Exercise goal
Carry on the review of the Doctor Who audio drama The Library of Alexandria below, picking up after its final sentence.

Thursday, 19 June 2014

CC7.10 The Library of Alexandria


This has been my favourite audio for quite a while - since I heard A Death in the Family sometime last year - and probably scrapes into my top five Companion Chronicles to date. Even though the second episode suited me less, I find that barely affects my overall enjoyment of the story as a whole, something I've observed before.

So, onto a few more general points I didn't mention in the episode reviews. Let's start with chronology. Ian refers to their old friend Alexander and also tells us that this is only weeks after his travels with Cook during Transit of Venus, so it has to be very soon after The Reign of Terror (as well as later than Farewell, Great Macedon, which supports my placement of that story during season one rather than in the 1964 summer break). There's not much leeway, but I'd rather not make this the first serial of the break just because that would be three historicals in a row. (It's a thing of mine.) Still, there are stories that don't take up vast stretches of the travellers' time and would fit - Rise and Fall, for instance. So I'm going to put it after that and before City at World's End, thereby breaking up a solid run of SF stories. Perfect.

Next, a cultural point: there is something quite horrific about book-burning. I don't know how specific this is to my background - whether it's common among everyone in literate cultures, a Western Middle-Class hangup, or something even more focused - but it's quite visceral. And the Doctor (as written by Simon Guerrier, at least) shares that view. This is what makes the destruction of the library so affecting, far more so than the deaths (which, let's face it, are commonplace in Doctor Who). It ought to be the deaths. But it isn't.

Stored rows
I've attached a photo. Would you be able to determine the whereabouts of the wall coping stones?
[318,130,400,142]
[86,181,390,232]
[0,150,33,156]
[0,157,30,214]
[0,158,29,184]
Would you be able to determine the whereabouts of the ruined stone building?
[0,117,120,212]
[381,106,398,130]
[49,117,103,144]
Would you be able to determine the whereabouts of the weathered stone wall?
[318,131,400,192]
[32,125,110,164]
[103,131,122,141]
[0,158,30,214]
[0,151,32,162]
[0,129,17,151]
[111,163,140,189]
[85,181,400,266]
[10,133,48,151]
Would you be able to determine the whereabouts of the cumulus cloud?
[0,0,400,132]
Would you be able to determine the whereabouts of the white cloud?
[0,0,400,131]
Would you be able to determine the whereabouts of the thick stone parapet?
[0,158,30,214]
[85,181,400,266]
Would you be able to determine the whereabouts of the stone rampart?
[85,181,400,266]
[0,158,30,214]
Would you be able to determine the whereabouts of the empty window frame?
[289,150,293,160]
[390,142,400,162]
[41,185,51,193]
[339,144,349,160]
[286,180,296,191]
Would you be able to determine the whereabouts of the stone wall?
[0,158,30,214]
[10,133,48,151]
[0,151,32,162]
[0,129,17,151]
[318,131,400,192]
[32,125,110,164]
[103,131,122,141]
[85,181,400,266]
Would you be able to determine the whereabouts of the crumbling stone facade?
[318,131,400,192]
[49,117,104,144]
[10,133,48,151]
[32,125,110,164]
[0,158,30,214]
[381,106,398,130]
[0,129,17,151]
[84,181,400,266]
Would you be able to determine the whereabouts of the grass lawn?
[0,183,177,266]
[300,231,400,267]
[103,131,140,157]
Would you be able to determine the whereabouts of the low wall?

Result of this exercise
Extras next, then. I was looking forward to listening to people talking about this story, and wondered if we were going to get Simon Guerrier's writerly thoughts; William Russell and Susan Franklyn's opinions of the story (positive, I suspect, based on Russell's performance); or something else. So I was a little disappointed that there was just Toby Hrycek-Robinson's music. Not that the music's bad, or boring - I happily listened to it again my second time through - but I wanted to hear people's thoughts, darn it.

I mentioned the film Agora. This is largely about belief, and has a very different take on the destruction; but Hypatia - the key (local) figure in both works - is pretty consistently presented between the two. Again, in the film, she considers the solar-centric model of the universe - why is that always the go-to example of how the ancients missed opportunities to Get It Right? I'm sure there must be plenty of other theories that would fit the bill. Still, it's a very powerful one, and when pitching Hypatia as the rationalist it offers good ammunition.

I can't help wondering what the historial Hypatia was really like. I do hope she didn't get too screwed up when she was kidnapped by the Rani.

Published:
Date: April 2013
ISBN: 1-78178-084-8

Rating:
9.5/10

Next Time:
Room for Improvement.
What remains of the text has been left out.